WHAT IS EXPECTED —
Gather each line below that contains the word "purple", and list those lines.

Records from a dataset —

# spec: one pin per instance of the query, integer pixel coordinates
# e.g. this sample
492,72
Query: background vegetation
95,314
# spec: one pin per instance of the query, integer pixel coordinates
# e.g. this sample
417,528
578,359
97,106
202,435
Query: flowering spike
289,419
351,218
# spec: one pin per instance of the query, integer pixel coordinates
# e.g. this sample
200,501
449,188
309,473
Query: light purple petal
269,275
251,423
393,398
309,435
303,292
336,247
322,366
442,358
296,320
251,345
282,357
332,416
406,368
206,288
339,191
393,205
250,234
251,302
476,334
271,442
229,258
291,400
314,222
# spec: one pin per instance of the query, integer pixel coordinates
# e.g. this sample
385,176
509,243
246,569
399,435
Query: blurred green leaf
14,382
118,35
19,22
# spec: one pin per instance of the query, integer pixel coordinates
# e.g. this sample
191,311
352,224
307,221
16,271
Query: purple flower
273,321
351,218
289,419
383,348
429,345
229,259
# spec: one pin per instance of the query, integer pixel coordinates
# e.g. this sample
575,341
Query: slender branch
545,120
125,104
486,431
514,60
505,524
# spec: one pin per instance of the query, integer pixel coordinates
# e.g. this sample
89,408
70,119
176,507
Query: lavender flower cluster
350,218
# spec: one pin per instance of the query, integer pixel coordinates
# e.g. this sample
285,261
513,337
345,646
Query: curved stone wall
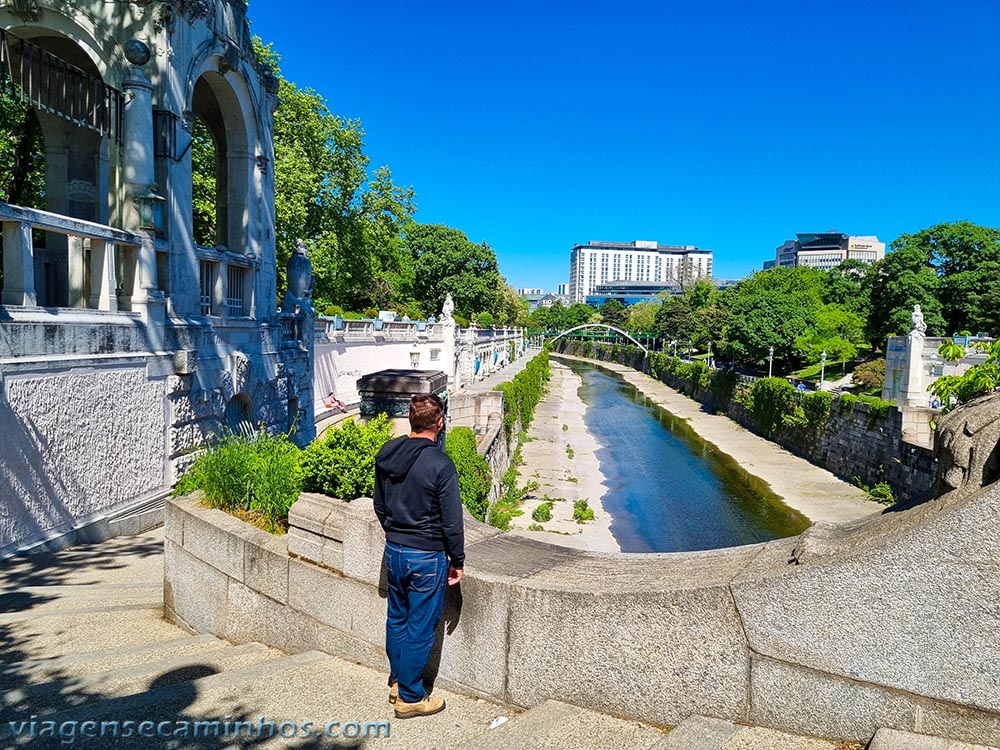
888,622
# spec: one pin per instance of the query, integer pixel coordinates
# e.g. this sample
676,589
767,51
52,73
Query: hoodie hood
397,456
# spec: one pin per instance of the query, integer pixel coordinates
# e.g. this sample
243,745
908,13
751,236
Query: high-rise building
826,250
641,260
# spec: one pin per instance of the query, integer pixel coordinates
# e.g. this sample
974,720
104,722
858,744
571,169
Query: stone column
76,263
102,276
18,265
140,172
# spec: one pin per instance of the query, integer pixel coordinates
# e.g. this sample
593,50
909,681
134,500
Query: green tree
642,316
904,278
445,261
967,257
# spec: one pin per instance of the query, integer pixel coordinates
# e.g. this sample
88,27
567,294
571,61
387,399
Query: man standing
418,504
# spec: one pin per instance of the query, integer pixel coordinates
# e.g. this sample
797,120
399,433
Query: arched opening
240,419
221,188
57,118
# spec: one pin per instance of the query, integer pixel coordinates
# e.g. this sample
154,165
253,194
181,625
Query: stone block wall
885,622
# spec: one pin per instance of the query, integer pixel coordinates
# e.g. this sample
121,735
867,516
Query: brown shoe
428,706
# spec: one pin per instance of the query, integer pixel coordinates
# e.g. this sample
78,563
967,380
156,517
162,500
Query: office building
641,260
826,250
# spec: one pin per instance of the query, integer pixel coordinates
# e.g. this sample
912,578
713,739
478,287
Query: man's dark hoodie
416,497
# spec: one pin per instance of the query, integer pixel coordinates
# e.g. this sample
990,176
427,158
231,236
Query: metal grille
53,85
234,295
205,283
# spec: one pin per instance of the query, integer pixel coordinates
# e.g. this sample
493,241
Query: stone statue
299,280
967,446
917,324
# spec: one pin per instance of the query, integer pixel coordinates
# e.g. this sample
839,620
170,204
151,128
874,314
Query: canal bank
814,492
560,456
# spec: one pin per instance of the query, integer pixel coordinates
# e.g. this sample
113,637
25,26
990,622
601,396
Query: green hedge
474,476
342,463
256,478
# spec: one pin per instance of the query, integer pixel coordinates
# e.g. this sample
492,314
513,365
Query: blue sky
726,125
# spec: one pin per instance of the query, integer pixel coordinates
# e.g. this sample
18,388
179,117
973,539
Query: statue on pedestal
917,325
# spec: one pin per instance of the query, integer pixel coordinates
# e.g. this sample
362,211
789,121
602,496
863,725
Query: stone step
33,600
123,560
312,686
892,739
706,733
57,695
78,632
559,726
33,671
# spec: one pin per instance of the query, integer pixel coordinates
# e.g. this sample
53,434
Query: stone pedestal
389,391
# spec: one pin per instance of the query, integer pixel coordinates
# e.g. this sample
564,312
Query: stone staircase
83,640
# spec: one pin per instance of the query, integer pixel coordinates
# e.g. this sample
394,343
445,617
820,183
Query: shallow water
669,490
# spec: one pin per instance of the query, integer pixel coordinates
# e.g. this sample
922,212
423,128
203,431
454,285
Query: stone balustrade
96,255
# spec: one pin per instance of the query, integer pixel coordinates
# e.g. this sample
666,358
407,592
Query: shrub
474,477
816,409
869,375
542,513
769,400
581,511
342,463
256,478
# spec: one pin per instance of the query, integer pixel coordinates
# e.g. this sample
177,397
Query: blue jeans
417,581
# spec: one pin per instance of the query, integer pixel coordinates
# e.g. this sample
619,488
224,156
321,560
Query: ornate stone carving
917,324
194,9
26,10
968,447
165,18
241,372
230,59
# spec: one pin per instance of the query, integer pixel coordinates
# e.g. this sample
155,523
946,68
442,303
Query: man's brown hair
425,409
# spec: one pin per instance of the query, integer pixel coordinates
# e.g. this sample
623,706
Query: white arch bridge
606,327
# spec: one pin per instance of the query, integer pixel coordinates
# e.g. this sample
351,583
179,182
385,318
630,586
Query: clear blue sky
726,125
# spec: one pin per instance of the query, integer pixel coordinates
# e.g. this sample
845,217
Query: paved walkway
807,488
84,640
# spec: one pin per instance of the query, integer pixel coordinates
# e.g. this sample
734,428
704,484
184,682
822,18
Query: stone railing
93,255
887,622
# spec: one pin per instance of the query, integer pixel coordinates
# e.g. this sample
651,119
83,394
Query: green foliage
542,513
880,493
256,477
22,153
816,409
722,386
342,463
522,394
870,375
978,380
474,477
769,400
581,511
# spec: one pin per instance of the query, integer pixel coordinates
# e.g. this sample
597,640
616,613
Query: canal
669,490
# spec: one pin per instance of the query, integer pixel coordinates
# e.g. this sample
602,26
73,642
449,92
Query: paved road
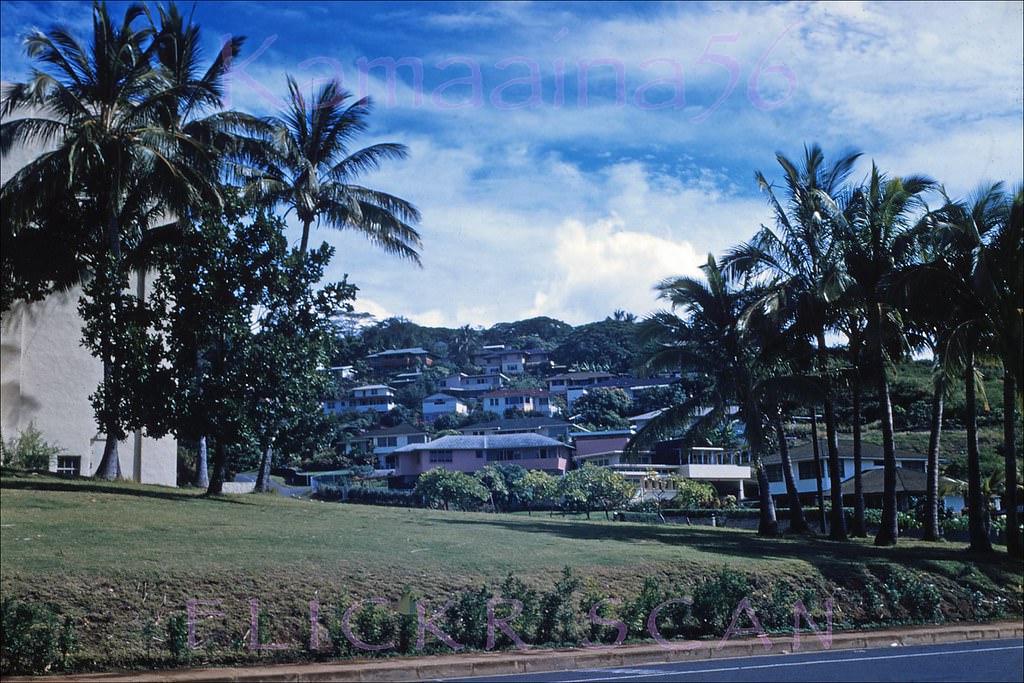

RESPONSE —
Query: light purple petal
Query: purple flower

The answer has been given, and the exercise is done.